**Trecho apresentado:**
..............................

Embora haja o desenvolvimento de programas alfabetizadores e incentivadores de leitura, surge outra problemática, os analfabetos funcionais. O analfabetismo funcional é um dos principais problemas enfrentados na educação, pois os alunos são considerados alfabetizados, leem e escrevem, porém não conseguem fazer uma leitura mais aprofundada e compreender o texto.

Para Chartier (2004, p. 173-174),

hoje em dia, os analfabetos funcionais são aqueles que, apesar de seus anos de escolaridade, enfrentam problemas com a escrita, ao ponto de sofrer dificuldades em sua vida cotidiana (…). O número de iletrados vem aumentando, e o analfabetismos funcional está se convertendo na “nova epidemia”, “flagelo dos tempos modernos”, “enfermidade vergonhosa”, que acedia os bairros periféricos das grandes cidades, se relaciona com a miséria, a decadência social e a violência urbana.3

Por isso,a escola não trabalha mais com a dificuldade em alfabetizar.A prioridade da alfabetização é cada vez mais cedo ensinar a criança dominar a escrita. Passada essa fase, o embate é ensinar a ler. Para Barthes e Compagnon (1987), ler não é apenas decifrar um texto de forma mecânica, e, sim, desenvolver a criticidade; o leitor deve ir além do texto, tanto em interpretação quanto em visão de mundo.

No ambiente escolar, no entanto, o que se prioriza, a partir do que é possível constatar no editais do PNBE, é o desenvolvimento de uma leitura literária, com os clássicos literários, mas, segundo Geraldi (2013), não é o professor quem ensina a ler, e, sim, o aluno que aprende a descobrir a magia da literatura, ele apenas dará ferramentas para que se torne um leitor.

3 hoy em día, los analfabetos funcionales son aquellos que, a pesar de sus años de escolaridade, enfrentan

problemas com lo escrito, al grado de sufrir dificultades em su vida cotidiana (...). El número de iletrados iba em aumento, y el analfabetimos funcional se estaba convirtiendo em la “nueva epidemia”, “flagelo de los tempos modernos”, “enfermedad vergonzosa”, que asediaba los barrios periféricos de las grandes cuidades, se relacionaba com la miséria, la decadência social y la violência urbana. (p. 173-174)

É necessário entender, assim como apontado por Jouve (2002), que há transformações no entendimento sobre o que é leitura. Baseamo-nos no pesquisador, pois defende que leitura é um processo pragmático, assim além do que é defendido por Borges (1999) – que um livro fechado é só mais um objeto –, é preciso considerar a interação do aluno com o objeto e com o autor para que então possa ser o leitor que Geraldi (2013), Barthes e Compagnon (1987) defendem, o leitor crítico, o que sabe compreender o texto.

..............................

**Seção de dados:**
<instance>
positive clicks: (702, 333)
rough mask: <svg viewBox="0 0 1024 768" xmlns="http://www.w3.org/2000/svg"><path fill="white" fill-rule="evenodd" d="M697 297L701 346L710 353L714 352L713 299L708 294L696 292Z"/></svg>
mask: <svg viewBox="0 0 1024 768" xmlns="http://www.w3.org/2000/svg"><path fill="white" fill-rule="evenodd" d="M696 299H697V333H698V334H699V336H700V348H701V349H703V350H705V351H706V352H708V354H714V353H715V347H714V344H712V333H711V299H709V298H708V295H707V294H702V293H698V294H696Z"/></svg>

..............................

**Tarefas:**
- 1) Responda às perguntas a seguir sobre o trecho a respeito de analfabetismo funcional e leitura.
(a) Que autores afirmam que ler não é apenas decifrar um texto de forma mecânica?
(b) Segundo Borges (1999), o que é um livro fechado?
(c) De acordo com Geraldi (2013), quem aprende a descobrir a magia da literatura?
- 2) Reproduza literalmente a parte do trecho sobre analfabetismo funcional e leitura que começa nas palavras "Por isso,a escola" e termina logo depois das palavras "visão de mundo.".

**Respostas:**
- 1)
(a) Barthes e Compagnon (1987).
(b) Só mais um objeto.
(c) O aluno.

- 2)
Por isso,a escola não trabalha mais com a dificuldade em alfabetizar.A prioridade da alfabetização é cada vez mais cedo ensinar a criança dominar a escrita. Passada essa fase, o embate é ensinar a ler. Para Barthes e Compagnon (1987), ler não é apenas decifrar um texto de forma mecânica, e, sim, desenvolver a criticidade; o leitor deve ir além do texto, tanto em interpretação quanto em visão de mundo.